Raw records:
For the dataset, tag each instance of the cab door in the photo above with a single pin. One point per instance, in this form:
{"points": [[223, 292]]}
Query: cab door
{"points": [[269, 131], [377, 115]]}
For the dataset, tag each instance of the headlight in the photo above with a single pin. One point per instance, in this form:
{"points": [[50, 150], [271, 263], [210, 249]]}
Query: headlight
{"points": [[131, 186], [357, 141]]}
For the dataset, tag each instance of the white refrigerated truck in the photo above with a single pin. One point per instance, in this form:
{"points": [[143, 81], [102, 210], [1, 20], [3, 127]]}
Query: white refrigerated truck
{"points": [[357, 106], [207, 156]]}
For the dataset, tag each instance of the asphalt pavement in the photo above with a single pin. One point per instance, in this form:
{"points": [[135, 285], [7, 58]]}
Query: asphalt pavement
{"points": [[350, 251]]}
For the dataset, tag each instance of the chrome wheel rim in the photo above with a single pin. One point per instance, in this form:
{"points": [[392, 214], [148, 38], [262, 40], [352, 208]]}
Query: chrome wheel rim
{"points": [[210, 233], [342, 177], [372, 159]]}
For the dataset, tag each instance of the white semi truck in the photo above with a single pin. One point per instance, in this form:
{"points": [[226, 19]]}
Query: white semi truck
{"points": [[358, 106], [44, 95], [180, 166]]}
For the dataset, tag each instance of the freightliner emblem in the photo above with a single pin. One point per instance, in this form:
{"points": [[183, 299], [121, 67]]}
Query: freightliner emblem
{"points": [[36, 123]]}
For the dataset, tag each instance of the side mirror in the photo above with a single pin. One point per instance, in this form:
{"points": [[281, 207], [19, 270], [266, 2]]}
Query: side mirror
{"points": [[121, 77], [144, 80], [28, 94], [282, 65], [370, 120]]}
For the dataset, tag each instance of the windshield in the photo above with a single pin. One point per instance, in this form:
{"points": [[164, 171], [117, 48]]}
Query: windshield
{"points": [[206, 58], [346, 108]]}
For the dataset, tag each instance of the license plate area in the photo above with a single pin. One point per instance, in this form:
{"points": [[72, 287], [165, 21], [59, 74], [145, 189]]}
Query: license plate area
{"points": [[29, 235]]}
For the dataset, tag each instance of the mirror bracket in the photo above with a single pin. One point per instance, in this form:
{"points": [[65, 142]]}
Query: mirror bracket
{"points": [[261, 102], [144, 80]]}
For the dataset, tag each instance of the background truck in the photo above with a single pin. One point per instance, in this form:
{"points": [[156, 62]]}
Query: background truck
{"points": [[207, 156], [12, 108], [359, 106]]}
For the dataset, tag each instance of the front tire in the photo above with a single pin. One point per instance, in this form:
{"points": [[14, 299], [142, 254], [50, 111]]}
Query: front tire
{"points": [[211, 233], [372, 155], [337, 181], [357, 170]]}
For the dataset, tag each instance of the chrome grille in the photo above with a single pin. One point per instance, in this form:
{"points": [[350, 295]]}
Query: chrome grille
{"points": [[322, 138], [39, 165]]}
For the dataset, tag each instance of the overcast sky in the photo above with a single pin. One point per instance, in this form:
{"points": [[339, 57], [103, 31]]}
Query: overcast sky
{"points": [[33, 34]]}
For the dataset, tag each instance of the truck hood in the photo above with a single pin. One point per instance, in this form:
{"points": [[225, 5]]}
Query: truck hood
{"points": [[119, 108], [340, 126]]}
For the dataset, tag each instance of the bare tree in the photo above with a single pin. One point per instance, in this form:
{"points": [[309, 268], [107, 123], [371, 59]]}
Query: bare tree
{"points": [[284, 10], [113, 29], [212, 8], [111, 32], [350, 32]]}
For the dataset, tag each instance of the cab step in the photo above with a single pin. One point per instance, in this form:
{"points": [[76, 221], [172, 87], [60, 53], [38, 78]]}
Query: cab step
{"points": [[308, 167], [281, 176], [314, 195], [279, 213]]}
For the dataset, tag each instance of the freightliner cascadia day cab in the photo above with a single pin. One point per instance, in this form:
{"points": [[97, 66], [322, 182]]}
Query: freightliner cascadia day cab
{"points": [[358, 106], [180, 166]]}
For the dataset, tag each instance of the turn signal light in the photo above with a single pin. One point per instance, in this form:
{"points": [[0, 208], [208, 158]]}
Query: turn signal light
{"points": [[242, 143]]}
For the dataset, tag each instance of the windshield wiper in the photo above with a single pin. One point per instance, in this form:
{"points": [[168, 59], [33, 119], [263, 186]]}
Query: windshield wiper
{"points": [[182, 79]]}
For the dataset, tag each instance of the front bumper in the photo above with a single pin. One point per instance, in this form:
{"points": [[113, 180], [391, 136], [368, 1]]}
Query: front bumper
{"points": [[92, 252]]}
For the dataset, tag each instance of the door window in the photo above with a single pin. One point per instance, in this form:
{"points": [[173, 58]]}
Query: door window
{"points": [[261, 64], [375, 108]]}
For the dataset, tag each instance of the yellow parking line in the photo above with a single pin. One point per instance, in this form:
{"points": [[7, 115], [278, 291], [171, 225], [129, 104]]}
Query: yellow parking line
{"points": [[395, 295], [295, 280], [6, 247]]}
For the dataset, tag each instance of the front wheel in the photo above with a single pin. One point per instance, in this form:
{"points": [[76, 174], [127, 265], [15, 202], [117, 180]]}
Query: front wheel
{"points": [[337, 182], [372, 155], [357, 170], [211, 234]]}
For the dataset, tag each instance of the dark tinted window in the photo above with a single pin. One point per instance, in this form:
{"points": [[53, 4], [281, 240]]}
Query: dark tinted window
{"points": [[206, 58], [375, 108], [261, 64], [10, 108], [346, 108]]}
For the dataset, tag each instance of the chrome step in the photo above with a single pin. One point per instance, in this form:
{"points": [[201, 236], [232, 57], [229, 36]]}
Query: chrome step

*Set exercise*
Repeat exactly the lines starting at the line with "For the dataset, tag each instance of the freightliner cascadia" and ending with the final line of the entries. Include nothing else.

*Expected answer*
For the dataset, tag each instance of the freightliner cascadia day cab in the photo above with a single pin. One point per instance, in this form:
{"points": [[97, 66], [322, 182]]}
Query: freightliner cascadia day cab
{"points": [[358, 106], [180, 166]]}
For the dataset, tag each instance of the turn signal light in the photo above with a single pin. One point per instance, in this form:
{"points": [[0, 208], [208, 158]]}
Query: turn signal light
{"points": [[242, 143]]}
For the dataset, tag each instance of the windshield wiper in the photo above with a single pin. One point per instance, in this form:
{"points": [[168, 59], [33, 119], [263, 186]]}
Query: windshield wiper
{"points": [[182, 79]]}
For the dataset, tag each instance of the front bumper in the photo above with a single pin. One point per instance, in this form:
{"points": [[113, 180], [391, 136], [368, 1]]}
Query: front bumper
{"points": [[92, 252]]}
For the dataset, tag each instance of the door window in the photo above with a single pin. One point per instance, in this form:
{"points": [[173, 58]]}
Query: door window
{"points": [[261, 64], [375, 108]]}
For the dataset, tag each instance of the yellow parking line in the photo above with a single pin. One point per instance, in this form:
{"points": [[7, 115], [278, 291], [171, 225], [129, 104]]}
Query: yellow parking line
{"points": [[395, 295], [295, 280], [6, 247]]}
For the dataset, tag each instance of the front wheel in the photo above with a single pin. One point per instance, in this form:
{"points": [[76, 174], [127, 265], [15, 202], [117, 180]]}
Query: front wheel
{"points": [[337, 182], [372, 155], [357, 170], [211, 234]]}
For the dataset, tag each instance of the dark tinted window in the photo above with a single pin. One point per instance, in this form:
{"points": [[53, 4], [281, 240]]}
Query: dark tinted window
{"points": [[206, 58], [375, 108], [261, 64], [10, 108], [346, 108]]}
For the dataset, tag each instance of the chrome step in the photo above with a single pin. One point per instance, in this form:
{"points": [[201, 236], [232, 57], [229, 36]]}
Query: chrome step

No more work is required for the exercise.